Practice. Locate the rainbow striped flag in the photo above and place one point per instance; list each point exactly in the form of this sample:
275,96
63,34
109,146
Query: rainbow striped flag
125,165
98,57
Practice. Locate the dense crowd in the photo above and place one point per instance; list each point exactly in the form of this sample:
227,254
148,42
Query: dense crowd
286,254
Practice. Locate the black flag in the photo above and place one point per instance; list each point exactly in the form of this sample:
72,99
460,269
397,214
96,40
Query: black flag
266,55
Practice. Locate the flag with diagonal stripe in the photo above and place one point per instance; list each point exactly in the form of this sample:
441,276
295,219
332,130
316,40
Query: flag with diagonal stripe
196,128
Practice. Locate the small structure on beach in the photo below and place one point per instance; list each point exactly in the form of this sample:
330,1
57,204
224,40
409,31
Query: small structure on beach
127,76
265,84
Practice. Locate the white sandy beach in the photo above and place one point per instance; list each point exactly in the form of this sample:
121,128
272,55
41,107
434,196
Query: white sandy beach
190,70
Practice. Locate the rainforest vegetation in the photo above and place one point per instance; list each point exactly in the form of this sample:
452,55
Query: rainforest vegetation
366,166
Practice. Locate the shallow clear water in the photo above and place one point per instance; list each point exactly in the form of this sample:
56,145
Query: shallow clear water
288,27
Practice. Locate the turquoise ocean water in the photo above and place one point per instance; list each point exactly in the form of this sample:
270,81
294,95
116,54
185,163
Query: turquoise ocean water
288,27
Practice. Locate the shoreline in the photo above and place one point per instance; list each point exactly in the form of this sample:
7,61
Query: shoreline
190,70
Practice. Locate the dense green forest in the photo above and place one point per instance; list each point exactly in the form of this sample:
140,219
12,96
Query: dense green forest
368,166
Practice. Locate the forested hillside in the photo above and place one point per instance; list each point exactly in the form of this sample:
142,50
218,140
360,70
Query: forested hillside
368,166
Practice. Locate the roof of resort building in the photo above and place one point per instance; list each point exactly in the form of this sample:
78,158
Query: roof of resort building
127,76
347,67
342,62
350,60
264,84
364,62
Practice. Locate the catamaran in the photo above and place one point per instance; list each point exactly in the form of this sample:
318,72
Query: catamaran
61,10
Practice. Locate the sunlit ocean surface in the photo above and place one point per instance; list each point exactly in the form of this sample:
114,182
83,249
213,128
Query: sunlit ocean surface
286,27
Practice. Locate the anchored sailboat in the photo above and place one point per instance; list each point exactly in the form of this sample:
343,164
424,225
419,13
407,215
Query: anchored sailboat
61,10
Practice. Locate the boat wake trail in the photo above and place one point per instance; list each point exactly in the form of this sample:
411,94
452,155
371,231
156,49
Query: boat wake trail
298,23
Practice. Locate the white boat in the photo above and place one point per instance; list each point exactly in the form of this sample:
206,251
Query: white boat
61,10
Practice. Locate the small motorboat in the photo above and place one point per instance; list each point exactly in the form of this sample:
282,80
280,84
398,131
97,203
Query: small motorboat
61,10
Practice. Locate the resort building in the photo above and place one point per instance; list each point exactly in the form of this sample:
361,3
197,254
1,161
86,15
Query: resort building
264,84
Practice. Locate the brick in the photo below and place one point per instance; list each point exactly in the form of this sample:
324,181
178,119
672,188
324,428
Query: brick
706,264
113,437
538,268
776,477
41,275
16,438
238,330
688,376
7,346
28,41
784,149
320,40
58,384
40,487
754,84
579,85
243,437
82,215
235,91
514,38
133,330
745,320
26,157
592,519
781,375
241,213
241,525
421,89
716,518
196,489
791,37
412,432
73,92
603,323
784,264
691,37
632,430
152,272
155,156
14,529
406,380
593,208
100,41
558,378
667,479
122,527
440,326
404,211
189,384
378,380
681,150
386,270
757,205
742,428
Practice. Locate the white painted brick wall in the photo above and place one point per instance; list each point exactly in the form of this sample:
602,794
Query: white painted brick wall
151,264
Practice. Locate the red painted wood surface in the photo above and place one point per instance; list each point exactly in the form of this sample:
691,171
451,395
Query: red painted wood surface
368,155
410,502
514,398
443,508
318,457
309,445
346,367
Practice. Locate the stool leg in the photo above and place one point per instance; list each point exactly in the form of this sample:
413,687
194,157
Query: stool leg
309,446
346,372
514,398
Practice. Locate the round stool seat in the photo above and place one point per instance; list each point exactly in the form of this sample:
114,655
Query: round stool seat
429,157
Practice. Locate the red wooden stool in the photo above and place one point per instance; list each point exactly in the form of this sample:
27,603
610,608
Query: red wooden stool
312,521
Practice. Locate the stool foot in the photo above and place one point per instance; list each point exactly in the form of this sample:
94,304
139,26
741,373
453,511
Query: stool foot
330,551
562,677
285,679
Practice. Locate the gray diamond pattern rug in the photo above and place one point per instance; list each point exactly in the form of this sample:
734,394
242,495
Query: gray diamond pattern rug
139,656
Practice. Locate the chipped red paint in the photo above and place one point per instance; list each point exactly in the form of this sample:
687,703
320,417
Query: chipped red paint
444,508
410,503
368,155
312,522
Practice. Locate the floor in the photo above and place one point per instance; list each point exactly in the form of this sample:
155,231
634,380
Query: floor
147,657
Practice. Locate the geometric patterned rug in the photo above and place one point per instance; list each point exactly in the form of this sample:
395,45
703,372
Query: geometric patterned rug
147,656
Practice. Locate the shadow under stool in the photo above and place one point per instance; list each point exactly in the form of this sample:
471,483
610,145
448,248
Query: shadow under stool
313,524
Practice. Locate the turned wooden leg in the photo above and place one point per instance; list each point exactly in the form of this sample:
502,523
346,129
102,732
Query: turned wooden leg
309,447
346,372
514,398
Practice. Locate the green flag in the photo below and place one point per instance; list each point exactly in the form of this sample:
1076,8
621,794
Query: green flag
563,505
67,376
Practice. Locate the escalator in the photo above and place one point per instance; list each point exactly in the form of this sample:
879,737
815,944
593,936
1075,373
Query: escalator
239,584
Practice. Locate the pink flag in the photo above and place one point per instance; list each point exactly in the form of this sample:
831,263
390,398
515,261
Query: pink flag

## Request
Please convert the listing, from the line containing "Practice. Locate the green" through its final line, into a JSON list of strings, one string per line, skipping any blank lines.

## Final result
[
  "Practice. Locate the green flag in the photo below and place one point per instance; list each point exactly in the form of this sample:",
  "1076,8",
  "621,794",
  "Query: green flag",
  "563,505",
  "67,376",
  "Practice. Locate the escalator in the photo above and place one point per instance; list each point exactly in the form of this sample:",
  "879,737",
  "815,944",
  "593,936",
  "1075,373",
  "Query: escalator",
  "239,584",
  "Practice. Locate the pink flag in the photo above and place one point per instance; list each point exactly in the form of this sample:",
  "831,263",
  "390,398",
  "515,261",
  "Query: pink flag"
]